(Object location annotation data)
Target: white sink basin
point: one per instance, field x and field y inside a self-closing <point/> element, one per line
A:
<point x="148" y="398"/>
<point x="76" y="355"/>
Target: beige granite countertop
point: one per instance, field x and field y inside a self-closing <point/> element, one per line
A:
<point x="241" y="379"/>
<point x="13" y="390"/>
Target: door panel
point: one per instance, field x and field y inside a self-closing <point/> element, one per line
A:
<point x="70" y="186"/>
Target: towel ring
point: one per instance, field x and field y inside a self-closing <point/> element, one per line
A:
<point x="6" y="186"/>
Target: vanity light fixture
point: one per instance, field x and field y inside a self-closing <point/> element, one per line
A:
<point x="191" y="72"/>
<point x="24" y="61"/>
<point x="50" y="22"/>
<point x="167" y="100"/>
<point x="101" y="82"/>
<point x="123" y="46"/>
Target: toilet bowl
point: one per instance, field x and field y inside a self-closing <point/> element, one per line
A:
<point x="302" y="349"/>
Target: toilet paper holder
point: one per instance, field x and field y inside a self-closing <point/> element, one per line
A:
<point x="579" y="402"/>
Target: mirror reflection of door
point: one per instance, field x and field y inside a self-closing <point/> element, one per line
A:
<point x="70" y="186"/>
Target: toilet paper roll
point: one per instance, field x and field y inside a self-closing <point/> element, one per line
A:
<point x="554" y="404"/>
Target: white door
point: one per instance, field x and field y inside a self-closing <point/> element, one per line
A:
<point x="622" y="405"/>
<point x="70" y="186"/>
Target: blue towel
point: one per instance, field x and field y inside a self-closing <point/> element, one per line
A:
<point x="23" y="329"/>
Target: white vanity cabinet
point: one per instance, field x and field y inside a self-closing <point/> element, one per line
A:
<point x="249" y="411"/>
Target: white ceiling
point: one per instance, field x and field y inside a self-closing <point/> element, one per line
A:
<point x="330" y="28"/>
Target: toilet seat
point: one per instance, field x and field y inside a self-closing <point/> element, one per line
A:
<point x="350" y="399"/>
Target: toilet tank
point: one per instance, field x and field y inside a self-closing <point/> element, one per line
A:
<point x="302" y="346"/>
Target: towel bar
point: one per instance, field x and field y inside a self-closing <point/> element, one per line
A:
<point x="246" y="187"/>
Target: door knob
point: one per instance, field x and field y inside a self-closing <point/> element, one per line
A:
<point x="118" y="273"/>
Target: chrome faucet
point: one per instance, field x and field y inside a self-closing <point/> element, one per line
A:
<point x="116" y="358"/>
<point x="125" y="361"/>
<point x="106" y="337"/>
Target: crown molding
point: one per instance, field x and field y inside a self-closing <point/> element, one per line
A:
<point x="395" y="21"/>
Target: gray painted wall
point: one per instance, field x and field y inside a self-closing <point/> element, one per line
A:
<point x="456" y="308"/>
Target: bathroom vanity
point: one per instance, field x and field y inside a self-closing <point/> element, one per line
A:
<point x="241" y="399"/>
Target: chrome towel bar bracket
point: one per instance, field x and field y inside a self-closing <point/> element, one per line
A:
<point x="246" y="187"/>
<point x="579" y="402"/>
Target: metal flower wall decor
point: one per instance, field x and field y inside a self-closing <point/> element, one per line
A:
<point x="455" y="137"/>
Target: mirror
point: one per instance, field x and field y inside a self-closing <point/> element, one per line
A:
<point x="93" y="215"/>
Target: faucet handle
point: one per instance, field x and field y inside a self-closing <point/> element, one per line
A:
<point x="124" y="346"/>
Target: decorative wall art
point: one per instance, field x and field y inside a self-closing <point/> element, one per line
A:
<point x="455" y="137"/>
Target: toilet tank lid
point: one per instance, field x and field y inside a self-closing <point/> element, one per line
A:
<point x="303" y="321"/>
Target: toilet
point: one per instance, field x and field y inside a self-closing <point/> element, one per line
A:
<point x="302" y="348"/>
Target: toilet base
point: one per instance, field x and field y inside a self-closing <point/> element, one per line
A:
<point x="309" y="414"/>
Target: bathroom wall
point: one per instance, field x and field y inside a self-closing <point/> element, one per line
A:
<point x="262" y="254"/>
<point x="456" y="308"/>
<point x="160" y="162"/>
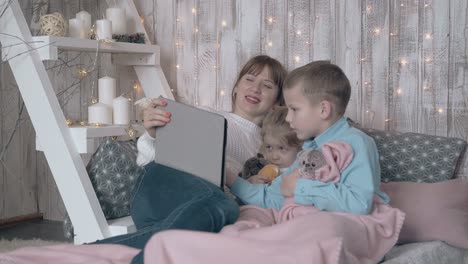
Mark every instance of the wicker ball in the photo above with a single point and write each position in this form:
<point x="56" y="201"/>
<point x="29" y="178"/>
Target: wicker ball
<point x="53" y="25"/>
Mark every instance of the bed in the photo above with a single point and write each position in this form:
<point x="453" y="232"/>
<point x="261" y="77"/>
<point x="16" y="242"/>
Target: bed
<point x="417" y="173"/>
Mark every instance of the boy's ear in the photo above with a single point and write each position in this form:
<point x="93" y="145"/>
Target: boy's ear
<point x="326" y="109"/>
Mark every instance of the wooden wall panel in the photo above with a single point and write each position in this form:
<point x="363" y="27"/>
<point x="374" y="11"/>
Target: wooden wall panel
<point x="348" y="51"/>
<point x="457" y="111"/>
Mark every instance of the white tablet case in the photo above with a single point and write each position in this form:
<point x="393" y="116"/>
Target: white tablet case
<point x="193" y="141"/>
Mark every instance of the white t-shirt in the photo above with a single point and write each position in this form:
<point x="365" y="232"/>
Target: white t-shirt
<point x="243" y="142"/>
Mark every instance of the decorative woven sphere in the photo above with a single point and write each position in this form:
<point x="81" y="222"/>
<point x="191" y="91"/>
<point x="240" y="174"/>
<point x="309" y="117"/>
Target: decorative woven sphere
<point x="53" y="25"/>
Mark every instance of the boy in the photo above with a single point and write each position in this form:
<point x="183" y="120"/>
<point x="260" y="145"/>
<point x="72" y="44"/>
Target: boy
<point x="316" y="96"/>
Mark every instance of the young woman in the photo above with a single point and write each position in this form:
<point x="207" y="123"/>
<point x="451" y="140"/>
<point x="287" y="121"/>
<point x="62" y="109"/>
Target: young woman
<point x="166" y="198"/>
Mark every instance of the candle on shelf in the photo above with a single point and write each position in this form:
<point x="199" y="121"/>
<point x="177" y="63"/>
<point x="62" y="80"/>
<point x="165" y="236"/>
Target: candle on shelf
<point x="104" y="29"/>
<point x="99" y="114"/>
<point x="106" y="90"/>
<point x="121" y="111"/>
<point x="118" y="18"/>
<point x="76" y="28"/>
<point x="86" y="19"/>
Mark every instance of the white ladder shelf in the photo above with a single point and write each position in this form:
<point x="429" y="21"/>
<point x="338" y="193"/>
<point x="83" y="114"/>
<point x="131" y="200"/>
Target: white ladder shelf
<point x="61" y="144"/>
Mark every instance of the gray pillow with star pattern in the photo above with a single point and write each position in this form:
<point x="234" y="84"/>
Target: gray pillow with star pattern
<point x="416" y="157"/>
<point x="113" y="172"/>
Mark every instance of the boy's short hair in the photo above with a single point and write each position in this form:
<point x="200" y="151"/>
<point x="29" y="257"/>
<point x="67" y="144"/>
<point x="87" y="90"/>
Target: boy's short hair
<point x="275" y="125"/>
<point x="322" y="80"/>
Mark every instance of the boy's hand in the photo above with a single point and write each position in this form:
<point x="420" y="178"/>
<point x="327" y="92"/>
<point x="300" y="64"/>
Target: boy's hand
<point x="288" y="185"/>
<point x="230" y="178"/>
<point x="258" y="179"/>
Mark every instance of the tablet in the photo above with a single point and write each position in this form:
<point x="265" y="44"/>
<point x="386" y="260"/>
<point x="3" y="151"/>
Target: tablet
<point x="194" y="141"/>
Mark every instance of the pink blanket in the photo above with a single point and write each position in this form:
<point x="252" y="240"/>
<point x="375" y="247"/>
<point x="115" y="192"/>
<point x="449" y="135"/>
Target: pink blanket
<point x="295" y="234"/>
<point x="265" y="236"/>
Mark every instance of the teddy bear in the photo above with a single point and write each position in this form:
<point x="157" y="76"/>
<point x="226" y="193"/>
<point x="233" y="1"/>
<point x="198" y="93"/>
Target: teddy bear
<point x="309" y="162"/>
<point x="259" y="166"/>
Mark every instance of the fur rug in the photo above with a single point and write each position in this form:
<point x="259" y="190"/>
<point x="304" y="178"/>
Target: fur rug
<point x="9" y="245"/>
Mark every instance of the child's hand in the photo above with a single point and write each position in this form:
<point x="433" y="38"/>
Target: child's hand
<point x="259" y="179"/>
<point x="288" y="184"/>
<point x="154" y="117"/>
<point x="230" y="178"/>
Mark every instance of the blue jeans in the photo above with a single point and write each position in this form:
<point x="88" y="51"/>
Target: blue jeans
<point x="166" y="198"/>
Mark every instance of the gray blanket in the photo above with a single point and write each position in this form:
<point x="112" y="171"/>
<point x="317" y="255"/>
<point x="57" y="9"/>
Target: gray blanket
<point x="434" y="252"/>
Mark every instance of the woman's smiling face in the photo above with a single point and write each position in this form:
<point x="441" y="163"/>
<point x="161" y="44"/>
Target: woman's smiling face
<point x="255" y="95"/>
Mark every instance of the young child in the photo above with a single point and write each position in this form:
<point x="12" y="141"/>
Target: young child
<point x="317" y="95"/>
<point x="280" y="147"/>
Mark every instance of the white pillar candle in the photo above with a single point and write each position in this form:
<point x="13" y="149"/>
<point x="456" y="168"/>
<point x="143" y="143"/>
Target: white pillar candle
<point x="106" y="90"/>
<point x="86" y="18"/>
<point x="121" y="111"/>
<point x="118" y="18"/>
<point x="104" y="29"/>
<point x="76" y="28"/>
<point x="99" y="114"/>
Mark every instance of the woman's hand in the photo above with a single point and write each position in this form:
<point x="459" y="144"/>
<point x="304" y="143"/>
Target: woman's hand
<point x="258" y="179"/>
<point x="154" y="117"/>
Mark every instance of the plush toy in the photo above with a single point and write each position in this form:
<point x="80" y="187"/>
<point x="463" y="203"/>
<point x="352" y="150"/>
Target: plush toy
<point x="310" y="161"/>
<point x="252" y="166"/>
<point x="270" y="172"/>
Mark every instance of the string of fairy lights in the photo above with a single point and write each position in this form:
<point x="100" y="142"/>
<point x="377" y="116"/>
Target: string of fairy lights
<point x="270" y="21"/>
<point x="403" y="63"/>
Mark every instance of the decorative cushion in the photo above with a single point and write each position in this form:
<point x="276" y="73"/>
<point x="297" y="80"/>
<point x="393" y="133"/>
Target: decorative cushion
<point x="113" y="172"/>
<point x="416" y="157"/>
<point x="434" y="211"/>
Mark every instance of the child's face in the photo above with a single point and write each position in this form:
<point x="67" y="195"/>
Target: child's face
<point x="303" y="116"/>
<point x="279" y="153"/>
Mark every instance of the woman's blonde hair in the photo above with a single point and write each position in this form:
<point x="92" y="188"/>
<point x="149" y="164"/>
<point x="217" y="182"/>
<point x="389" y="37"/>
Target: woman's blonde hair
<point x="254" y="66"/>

▶ OBJECTIVE: Reproduce the lines of the entries above exactly, but only from the line containing "Mark every instance of the white pillar" through the final line.

▶ SOLUTION TO THE PROBLEM:
Mark every instance of the white pillar candle in the photo above with a single point and write each position in this form:
<point x="13" y="149"/>
<point x="456" y="168"/>
<point x="143" y="143"/>
Target: white pillar candle
<point x="106" y="90"/>
<point x="86" y="18"/>
<point x="121" y="111"/>
<point x="118" y="18"/>
<point x="104" y="29"/>
<point x="76" y="28"/>
<point x="99" y="114"/>
Mark every instance of the woman's hand in the photo above with a single point and write each position in this form:
<point x="459" y="144"/>
<point x="304" y="143"/>
Target: woman's hand
<point x="258" y="179"/>
<point x="154" y="117"/>
Mark every instance of the plush toy in the photo above with a single point and write each position in this form:
<point x="80" y="187"/>
<point x="463" y="203"/>
<point x="352" y="150"/>
Target: plush toy
<point x="310" y="161"/>
<point x="252" y="166"/>
<point x="270" y="172"/>
Mark every instance of the string of fairy lights in the photo above with a single point and write each position in this form:
<point x="100" y="142"/>
<point x="377" y="116"/>
Target: string of fairy lights
<point x="270" y="21"/>
<point x="403" y="63"/>
Mark every instance of the decorative cushion in the photo above with a single point and write each position in this form:
<point x="276" y="73"/>
<point x="297" y="80"/>
<point x="393" y="133"/>
Target: decorative cushion
<point x="113" y="172"/>
<point x="416" y="157"/>
<point x="434" y="211"/>
Mark every instance of the child's face in the photo above with a single point and write each position in this form:
<point x="67" y="195"/>
Target: child's face
<point x="303" y="116"/>
<point x="279" y="153"/>
Mark every instance of the woman's blonde hair in the photo above with a single point and write each position in this form:
<point x="92" y="188"/>
<point x="149" y="164"/>
<point x="217" y="182"/>
<point x="389" y="37"/>
Target: woman's blonde hair
<point x="254" y="66"/>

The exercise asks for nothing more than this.